Of course, Linklater [ Slacker (1991), Dazed and Confused (1993),Before Sunrise (1994) and SubUrbia (1997)] has an advantage over nearly other American film director in making such a period piece. These are not dead issues for him. (See accompanying interview.) More important than his grasp of the physical feel of the period is the fact that he shares the brothers’ attitudes. It is this sympathy for their poverty, their ambitions, their wildness that brings the film to life.

The Newton Boys is unusual in many ways. While advocating distrust of official society and all authority, it avoids easy cynicism. What the film communicates perhaps above all is Linklater’s deep belief in the resiliency and ingenuity of human beings, his confidence in their ability to resist, by whatever means at their disposal, unfair and unjust conditions. At a time when worship of wealth is the official national ideology, Linklater advocates sympathy for the marginalized, the underdog, the exploited, the outsider. While Willis and his brothers value money and the worldly pleasures it gains them, they place an even greater premium on loyalty and trust. This is a film that expresses a belief ultimately in love and compassion and humanity.

Are there any problems? Of course.

One is an objective problem. As we discussed in our interview, Linklater apparently felt obliged to go back in history to discover characters who “fought back.” Both his choice of subjects and period reflect something about our day. What sort of social struggles would an American filmmaker born in 1961 have witnessed in his adult life? The early 1980s saw a series of bitter strike struggles in which workers resisted government-backed wage-cutting and union-busting. Each of these was systematically isolated and betrayed by the trade union bureaucracy. Since that time the working class, thanks to the worthlessness of the unions and, more generally, decades of political stagnation and official anticommunism, has been unable to organize any serious resistance to the attacks on its conditions.

The mainstream of political life in the US must strike any sensitive and thinking person as vile and corrupt; official discourse is dominated by sterile debates between “liberals” and “conservatives,” whose differences are microscopic. Under these conditions it is entirely understandable why anyone searching for real life would look for it in the margins of society.

The other problem is perhaps more complex. In his first four films Linklater examined, more or less in “real time” (24 hours or less), the attitudes, relations and behavior of members of his own generation. Three of the films took place on the streets of Austin. The fourth,Before Sunrise, could very well be considered the study of one of that city’s youthful inhabitants vacationing in Europe (alternative title, A Slacker Abroad). Inevitably, every serious artist must stretch his limbs intellectually and expand the scope of his investigations. Linklater has begun to do this in an important fashion with The Newton Boys. New projects bring with them new contradictions.

If one has any complaint about this new film it is the relative lack of emotional complication and spontaneity in contrast to the earlier works. The glimpse we are given of one of the more interesting pairs, Glasscock (Yoakam) and his wife Avis (Chloe Webb), for example, is tantalizingly brief. No doubt the director and screen writers wanted to be true to the historical record as they perceived it and did not want to invent difficulties where none existed. With new resources and personnel at his disposal Linklater has created an accurate and moving historical piece. The challenge inevitably confronted by every artist—and perhaps filmmakers in particular—is to come into one’s own technically while retaining the intensity, originality and fascinating disorder of one’s initial efforts. Linklater belongs to the select group of American film directors one has confidence will meet that challenge.

Saved entries >>
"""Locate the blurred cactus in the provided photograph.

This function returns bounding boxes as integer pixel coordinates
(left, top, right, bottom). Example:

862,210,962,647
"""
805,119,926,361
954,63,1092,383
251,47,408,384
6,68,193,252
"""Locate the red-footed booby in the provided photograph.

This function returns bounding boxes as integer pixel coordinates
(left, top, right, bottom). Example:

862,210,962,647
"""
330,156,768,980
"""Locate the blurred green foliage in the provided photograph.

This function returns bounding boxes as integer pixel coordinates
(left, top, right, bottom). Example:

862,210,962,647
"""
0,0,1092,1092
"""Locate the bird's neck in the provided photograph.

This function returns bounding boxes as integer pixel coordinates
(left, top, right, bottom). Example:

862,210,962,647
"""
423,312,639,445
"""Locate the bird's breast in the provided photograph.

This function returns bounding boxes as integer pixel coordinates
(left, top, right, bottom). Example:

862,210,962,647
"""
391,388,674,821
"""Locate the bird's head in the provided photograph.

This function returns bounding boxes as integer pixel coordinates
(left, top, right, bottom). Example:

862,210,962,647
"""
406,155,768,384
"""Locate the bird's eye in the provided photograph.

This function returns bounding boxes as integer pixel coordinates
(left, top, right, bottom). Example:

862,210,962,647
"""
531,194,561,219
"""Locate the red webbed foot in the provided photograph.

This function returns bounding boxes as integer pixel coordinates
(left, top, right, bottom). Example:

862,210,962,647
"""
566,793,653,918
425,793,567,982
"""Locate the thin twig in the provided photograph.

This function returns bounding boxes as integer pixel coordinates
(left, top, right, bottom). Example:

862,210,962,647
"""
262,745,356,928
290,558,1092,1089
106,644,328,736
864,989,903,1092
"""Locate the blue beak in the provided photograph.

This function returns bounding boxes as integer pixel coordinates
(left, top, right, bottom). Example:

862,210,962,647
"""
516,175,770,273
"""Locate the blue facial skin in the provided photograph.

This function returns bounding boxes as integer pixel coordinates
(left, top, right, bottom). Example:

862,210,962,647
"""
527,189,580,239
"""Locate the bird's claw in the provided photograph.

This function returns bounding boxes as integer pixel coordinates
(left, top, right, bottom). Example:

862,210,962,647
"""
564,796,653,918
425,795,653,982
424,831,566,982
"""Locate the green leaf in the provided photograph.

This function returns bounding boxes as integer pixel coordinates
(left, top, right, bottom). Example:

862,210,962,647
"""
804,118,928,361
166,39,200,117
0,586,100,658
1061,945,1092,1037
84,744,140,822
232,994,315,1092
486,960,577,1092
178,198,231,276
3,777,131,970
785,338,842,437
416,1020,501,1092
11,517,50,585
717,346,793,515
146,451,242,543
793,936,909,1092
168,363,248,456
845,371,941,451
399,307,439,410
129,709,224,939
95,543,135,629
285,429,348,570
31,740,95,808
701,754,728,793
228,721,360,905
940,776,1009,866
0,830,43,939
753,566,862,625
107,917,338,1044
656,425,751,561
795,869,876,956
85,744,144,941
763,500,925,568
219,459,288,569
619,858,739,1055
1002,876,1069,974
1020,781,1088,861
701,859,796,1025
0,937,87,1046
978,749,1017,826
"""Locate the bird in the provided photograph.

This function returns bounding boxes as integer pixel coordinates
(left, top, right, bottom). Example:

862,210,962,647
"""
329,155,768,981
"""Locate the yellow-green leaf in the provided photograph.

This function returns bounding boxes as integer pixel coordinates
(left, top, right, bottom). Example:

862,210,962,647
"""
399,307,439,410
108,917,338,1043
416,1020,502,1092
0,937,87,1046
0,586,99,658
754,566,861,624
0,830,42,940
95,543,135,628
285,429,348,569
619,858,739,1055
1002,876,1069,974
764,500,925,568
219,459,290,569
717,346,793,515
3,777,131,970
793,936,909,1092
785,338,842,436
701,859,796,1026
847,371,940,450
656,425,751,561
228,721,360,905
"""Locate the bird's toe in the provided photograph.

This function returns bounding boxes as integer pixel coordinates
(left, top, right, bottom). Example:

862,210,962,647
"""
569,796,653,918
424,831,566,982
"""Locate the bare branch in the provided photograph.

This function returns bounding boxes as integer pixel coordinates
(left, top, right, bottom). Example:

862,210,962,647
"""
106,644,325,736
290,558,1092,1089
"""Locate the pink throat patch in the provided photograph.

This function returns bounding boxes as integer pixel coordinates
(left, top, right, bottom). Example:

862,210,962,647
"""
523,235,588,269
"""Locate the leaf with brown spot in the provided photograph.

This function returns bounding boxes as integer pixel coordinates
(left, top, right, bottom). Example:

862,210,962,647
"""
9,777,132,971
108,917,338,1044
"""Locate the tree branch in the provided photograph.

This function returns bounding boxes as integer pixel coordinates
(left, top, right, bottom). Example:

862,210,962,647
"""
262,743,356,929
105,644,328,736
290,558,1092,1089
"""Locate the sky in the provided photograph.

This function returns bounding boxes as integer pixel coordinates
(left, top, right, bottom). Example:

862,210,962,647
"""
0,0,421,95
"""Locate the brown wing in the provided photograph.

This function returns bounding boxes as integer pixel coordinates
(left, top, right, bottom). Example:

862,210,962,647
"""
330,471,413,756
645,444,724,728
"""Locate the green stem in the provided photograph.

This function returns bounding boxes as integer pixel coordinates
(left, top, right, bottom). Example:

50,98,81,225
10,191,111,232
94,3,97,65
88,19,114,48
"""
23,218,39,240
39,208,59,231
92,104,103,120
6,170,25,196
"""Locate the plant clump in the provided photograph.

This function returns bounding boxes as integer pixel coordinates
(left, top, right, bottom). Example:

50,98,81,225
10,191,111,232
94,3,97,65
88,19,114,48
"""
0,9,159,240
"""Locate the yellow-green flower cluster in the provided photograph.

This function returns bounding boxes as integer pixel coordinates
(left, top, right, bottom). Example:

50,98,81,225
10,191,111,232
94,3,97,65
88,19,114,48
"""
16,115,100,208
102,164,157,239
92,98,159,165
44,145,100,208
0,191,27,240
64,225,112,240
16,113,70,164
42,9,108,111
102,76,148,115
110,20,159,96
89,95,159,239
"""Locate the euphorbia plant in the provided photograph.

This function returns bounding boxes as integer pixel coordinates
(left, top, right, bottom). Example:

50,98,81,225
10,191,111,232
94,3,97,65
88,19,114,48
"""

AIM OF THE EXERCISE >> Write out the passage of the film review above from "The mainstream of" to "margins of society.".

RESULT FOR THIS TASK >>
The mainstream of political life in the US must strike any sensitive and thinking person as vile and corrupt; official discourse is dominated by sterile debates between “liberals” and “conservatives,” whose differences are microscopic. Under these conditions it is entirely understandable why anyone searching for real life would look for it in the margins of society.